Exercise task: In the GST case summary, what kind of connection did the Commissioner say existed between the acquisitions and the leases?

The Commissioner accepted that the acquisitions fell within s 11-15(1) (i.e., they were made in the course of the taxpayer’s enterprise) but contended that s 11-15(2)(a) operated to deny the claims because the acquisitions related to supplies that would be input taxed – namely the leases. The Commissioner contended that there was a direct and immediate connection between the acquisitions and the leases.

The taxpayer put two contentions:

  • the acquisitions were made wholly for a creditable purpose because the leasing of accommodation to workers was not an end commercial objective, but was wholly incidental to the mining operations and a necessary and essential part of the operation.
  • in the alternative, the acquisitions related to the leasing and to the end commercial objective, requiring apportionment – adopting a revenue based apportionment methodology gave an entitlement to credits of 99.88.

The Court observed that the taxpayer accepted that there was a connection between the acquisitions and the leases, but contended that this was not the “relevant connection”. For the relevant connection to be established, the making of the input taxed supply needed to be the “moving cause” or “purpose” of the acquisition. The acquisitions at issue did not not “relevantly relate” to the leases but to the ultimate mining operations of the taxpayer.

The taxpayer sought to support its contention that one must look to the “purpose” of the acquisition by referring to New Zealand authority. The New Zealand provisions involved the statutory test of whether the acquisitions were acquired for “the principle purpose” of making services that were taxable supplies or exempt supplies. The Court stated as follows (at [21]):

Rio Tinto accepted that the statutory test in New Zealand is expressed in different language but submitted that the scheme under the GST Act is not relevantly different in that the criteria embodied in the words “relates to” in s 11-15(2)(a) is the identification of a purpose of making a taxable supply which would be input axed, as distinct from a purpose of making taxable supplies. Rio Tinto argued that this construction of s 11-15 is supported textually, and by the scheme and policy of the legislation. It was argued that as, in this case, the provision of housing was merely a means to Hamersley carrying on its business, there was not a sufficient and material connection between the acquisitions in question and the making of input taxed supplies for the purposes of s 11-15(2)(a). I am unable to agree.

Material provided:

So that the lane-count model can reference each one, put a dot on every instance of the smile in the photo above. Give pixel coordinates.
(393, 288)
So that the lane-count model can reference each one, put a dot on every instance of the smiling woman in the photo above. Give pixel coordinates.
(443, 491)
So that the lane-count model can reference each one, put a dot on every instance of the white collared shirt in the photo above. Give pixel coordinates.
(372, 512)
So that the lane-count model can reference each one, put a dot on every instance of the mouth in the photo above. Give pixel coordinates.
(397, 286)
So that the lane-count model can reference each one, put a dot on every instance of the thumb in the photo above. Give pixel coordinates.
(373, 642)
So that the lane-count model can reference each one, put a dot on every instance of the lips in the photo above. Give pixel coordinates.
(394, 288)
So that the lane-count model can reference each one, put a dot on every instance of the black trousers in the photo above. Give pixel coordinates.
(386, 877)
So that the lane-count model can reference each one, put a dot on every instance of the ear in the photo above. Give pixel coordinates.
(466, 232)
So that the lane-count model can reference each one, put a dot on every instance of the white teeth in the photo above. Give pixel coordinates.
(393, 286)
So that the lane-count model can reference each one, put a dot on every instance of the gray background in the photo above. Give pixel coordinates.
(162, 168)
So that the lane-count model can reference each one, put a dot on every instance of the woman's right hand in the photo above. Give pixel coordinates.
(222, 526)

Answer to this task: A direct and immediate connection.